══ Provided data ══

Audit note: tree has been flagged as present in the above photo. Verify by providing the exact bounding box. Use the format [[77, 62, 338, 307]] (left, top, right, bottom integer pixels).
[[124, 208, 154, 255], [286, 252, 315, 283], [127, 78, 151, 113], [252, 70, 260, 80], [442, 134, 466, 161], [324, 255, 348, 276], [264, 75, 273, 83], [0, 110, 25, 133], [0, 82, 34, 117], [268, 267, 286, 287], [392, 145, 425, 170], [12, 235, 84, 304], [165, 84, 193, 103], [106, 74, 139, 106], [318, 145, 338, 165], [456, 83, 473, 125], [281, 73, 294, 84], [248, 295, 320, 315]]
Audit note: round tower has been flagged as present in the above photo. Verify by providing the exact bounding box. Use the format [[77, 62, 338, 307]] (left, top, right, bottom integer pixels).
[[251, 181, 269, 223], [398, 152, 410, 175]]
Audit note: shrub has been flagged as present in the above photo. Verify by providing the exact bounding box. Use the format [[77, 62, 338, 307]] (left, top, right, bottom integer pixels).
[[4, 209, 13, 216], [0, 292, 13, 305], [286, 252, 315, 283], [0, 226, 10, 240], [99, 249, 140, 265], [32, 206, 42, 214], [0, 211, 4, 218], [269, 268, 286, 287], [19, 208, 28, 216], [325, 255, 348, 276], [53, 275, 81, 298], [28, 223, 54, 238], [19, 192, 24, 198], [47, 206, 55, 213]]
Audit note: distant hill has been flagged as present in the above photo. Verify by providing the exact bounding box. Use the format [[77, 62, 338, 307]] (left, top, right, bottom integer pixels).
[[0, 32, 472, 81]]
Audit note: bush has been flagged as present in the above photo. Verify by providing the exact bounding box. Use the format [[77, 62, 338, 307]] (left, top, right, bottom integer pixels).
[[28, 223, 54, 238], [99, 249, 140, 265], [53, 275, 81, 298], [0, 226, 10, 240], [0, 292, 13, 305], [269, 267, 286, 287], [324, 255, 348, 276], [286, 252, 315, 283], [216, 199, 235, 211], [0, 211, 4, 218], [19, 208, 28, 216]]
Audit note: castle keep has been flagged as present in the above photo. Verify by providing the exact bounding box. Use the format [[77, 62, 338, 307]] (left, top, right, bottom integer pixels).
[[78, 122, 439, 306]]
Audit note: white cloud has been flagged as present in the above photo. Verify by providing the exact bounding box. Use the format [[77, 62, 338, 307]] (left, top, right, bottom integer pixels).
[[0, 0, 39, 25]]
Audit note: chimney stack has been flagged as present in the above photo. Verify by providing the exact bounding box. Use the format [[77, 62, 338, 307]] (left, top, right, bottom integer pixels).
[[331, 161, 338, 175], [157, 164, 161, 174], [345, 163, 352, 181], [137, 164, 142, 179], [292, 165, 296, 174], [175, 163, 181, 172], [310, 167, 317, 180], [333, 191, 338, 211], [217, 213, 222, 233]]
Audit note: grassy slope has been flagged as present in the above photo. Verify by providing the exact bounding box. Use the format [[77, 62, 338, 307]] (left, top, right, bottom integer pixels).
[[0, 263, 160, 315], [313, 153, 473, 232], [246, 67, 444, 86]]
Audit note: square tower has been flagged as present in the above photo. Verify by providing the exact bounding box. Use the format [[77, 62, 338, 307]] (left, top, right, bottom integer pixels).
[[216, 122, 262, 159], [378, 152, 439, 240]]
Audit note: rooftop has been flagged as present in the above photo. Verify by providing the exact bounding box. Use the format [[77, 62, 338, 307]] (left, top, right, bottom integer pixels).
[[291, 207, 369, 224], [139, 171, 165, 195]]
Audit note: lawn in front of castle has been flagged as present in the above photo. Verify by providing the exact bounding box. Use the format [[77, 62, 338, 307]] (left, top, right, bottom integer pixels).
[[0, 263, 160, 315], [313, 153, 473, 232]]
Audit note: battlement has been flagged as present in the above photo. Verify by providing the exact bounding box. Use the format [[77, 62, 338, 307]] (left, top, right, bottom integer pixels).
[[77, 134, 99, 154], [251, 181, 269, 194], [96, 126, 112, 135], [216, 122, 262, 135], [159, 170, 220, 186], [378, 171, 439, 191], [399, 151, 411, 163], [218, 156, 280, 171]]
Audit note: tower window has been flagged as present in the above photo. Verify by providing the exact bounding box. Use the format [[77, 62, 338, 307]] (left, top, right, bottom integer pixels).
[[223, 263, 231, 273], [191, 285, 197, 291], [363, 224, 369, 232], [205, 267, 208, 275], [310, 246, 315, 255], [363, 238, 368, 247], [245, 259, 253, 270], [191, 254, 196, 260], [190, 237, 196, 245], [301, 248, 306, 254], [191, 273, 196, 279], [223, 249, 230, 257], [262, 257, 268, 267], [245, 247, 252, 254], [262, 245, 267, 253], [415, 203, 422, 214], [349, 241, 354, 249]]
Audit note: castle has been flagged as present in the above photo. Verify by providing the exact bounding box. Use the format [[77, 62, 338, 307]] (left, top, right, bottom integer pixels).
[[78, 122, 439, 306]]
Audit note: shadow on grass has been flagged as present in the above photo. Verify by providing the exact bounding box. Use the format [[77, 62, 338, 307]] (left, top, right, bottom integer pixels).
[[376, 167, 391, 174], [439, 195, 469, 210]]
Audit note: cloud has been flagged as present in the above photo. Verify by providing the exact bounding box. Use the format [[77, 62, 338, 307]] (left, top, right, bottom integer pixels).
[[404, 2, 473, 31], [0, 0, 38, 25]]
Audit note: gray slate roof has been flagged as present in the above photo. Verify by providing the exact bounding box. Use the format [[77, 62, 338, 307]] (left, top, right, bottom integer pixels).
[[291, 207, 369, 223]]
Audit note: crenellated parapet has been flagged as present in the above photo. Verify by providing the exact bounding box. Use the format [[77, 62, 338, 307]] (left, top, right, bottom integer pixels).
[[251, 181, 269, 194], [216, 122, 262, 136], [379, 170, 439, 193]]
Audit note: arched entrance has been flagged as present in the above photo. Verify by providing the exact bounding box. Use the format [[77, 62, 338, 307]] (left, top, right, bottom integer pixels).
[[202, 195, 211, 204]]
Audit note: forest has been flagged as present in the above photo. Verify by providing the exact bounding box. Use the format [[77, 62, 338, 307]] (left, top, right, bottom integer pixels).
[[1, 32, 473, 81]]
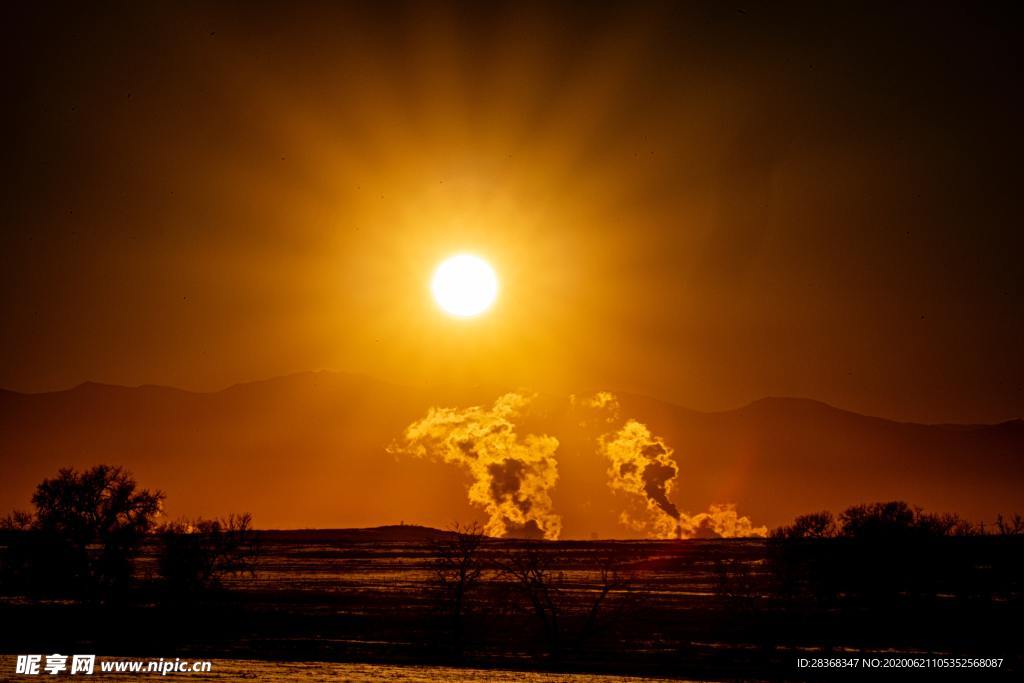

═══

■ Required action:
Output all the data, exactly, without images.

■ Answer area:
Audit note: tree has been flagged as present in the above photo. Verify by providing the exact bounding box. Use the format [[77, 62, 338, 307]] (left, top, right, bottom integer pixels).
[[124, 208, 154, 255], [286, 252, 315, 283], [127, 78, 151, 113], [252, 70, 260, 80], [442, 134, 466, 161], [324, 255, 348, 276], [264, 75, 273, 83], [0, 110, 25, 133], [0, 82, 34, 117], [268, 267, 286, 287], [392, 145, 425, 170], [12, 235, 84, 304], [165, 84, 193, 103], [106, 74, 139, 106], [318, 145, 338, 165], [456, 83, 473, 125], [281, 73, 294, 84], [248, 295, 320, 315]]
Audit note: round tower has been flagged as present in the above photo. Verify by providing the exact bounding box. Use the format [[77, 62, 338, 307]] (left, top, right, bottom integer pixels).
[[251, 181, 269, 223], [398, 152, 410, 175]]
Audit note: shrub has been flagged as present in the above photo. Verify by providing the exact bounding box. Use the format [[77, 62, 338, 307]] (left, top, right, bottom integer pixels).
[[4, 209, 13, 216], [0, 292, 13, 305], [286, 252, 315, 283], [0, 226, 10, 240], [99, 249, 140, 265], [32, 206, 42, 214], [0, 211, 4, 218], [269, 268, 286, 287], [19, 208, 28, 216], [325, 255, 348, 276], [53, 275, 81, 298], [28, 223, 54, 238], [19, 192, 24, 198], [47, 206, 55, 213]]
Audit note: distant hill has been flagged as present in the above photo. Verify by providing the exact bounding box. Use the format [[77, 62, 338, 307]] (left, top, right, bottom integer pixels).
[[0, 32, 472, 81]]
Audit note: bush has been flagged as present in the above photo. Verify by providing the exact bounding box. Use the format [[77, 62, 338, 307]] (left, top, right, bottom integer pixels).
[[28, 223, 54, 238], [99, 249, 140, 265], [53, 275, 81, 298], [0, 226, 10, 240], [0, 292, 13, 305], [269, 267, 286, 287], [324, 255, 348, 276], [286, 252, 315, 283], [216, 199, 235, 211], [0, 211, 4, 218], [19, 208, 28, 216]]
Audit note: castle keep has been flagged as present in the above photo. Verify by providing the exact bounding box. Use the format [[77, 62, 338, 307]] (left, top, right, bottom integer pixels).
[[78, 122, 439, 306]]
Audit note: white cloud has been flagged as present in the above photo. Verify by providing the exact bounding box. Use the format [[77, 62, 338, 307]] (left, top, right, bottom integer pixels).
[[0, 0, 39, 25]]
Audit note: chimney stack has been flagged as present in the above photo. Verify by providing the exact bounding box. Use the format [[77, 62, 338, 307]] (left, top, right, bottom integer pixels).
[[331, 161, 338, 175], [157, 164, 161, 174], [345, 163, 352, 181], [137, 164, 142, 179], [292, 165, 296, 174], [175, 163, 181, 172], [310, 167, 317, 180], [333, 191, 338, 211], [217, 213, 222, 233]]
Audit note: grassy slope has been flagged as present in the above photo. Verify by providing the exact bounding box. Use the format [[77, 62, 338, 307]] (left, top, right, bottom integer pixels).
[[0, 263, 160, 315], [313, 153, 473, 232], [246, 67, 444, 86]]
Audit note: square tower has been flagged as present in the above photo. Verify by providing the exact bounding box. Use the format [[77, 62, 338, 307]] (left, top, right, bottom integer pixels).
[[216, 122, 262, 159], [378, 152, 439, 240]]
Audit note: rooftop has been flagged as present in the above photo. Verify by providing the exact bounding box. Use the format [[77, 62, 338, 307]] (left, top, right, bottom integer pixels).
[[291, 207, 369, 224], [139, 171, 165, 195]]
Audit note: lawn in front of castle has been flagged as present in the above photo. Verify by providing the exact bounding box. Use the format [[77, 62, 338, 307]] (left, top, right, bottom integer pixels).
[[0, 263, 160, 315], [313, 153, 473, 232]]
Audit note: battlement has been flagged as present in the above photo. Verify by providing the exact bounding box. Use the format [[77, 62, 338, 307]] (left, top, right, bottom integer pixels).
[[77, 134, 99, 154], [251, 181, 269, 194], [96, 126, 112, 135], [216, 122, 262, 135], [159, 170, 220, 186], [378, 171, 439, 191], [399, 151, 411, 163], [218, 156, 280, 171]]
Audit note: tower window has been flagged as present in the above photo. Verify by providing the exact bounding box. Use the format [[77, 62, 338, 307]] (left, top, right, bottom integer pixels).
[[223, 263, 231, 273], [191, 285, 197, 291], [363, 224, 369, 232], [205, 267, 208, 275], [310, 246, 315, 255], [363, 238, 368, 247], [245, 259, 253, 270], [191, 254, 196, 260], [190, 237, 196, 245], [301, 248, 306, 254], [191, 273, 196, 279], [223, 249, 230, 257], [262, 257, 268, 267], [245, 247, 252, 254], [262, 245, 267, 253], [415, 203, 422, 214], [349, 241, 354, 249]]
Audit note: castle has been flagged as present in the above photo. Verify by providing the exact bounding box. Use the format [[77, 62, 338, 307]] (left, top, right, bottom integer pixels).
[[78, 122, 439, 306]]
Audit note: shadow on grass has been flagged as present in the above photo. Verify by providing the exact bounding box. Use the format [[77, 62, 338, 307]] (left, top, right, bottom integer pixels).
[[376, 167, 391, 174], [439, 195, 469, 210]]
Audit note: cloud has been flagged as present in the above photo. Verify by providing the exact bounding box. Use the format [[77, 62, 338, 307]] (left, top, right, bottom integer pixels).
[[404, 2, 473, 31], [0, 0, 38, 25]]
Audit note: gray slate roof has been flagged as present in the above photo. Verify by providing the exact bounding box. Use the format [[77, 62, 338, 307]] (left, top, right, bottom integer pixels).
[[291, 207, 369, 223]]
Audit note: crenellated parapet has been flagged as present in the above photo. Verify by providing the exact bounding box. Use the format [[77, 62, 338, 307]] (left, top, right, bottom integer pixels).
[[251, 181, 269, 194], [216, 122, 262, 136], [379, 170, 439, 193]]
Audit note: arched entrance has been flagged as present in the above photo. Verify by providing the exact bounding box. Use the format [[77, 62, 338, 307]] (left, top, right, bottom integer pixels).
[[202, 195, 211, 204]]
Audit note: forest has been flagged as present in the above photo. Verify by providing the exact bounding box. Use the format [[77, 62, 338, 307]] (left, top, right, bottom integer pixels).
[[1, 32, 473, 81]]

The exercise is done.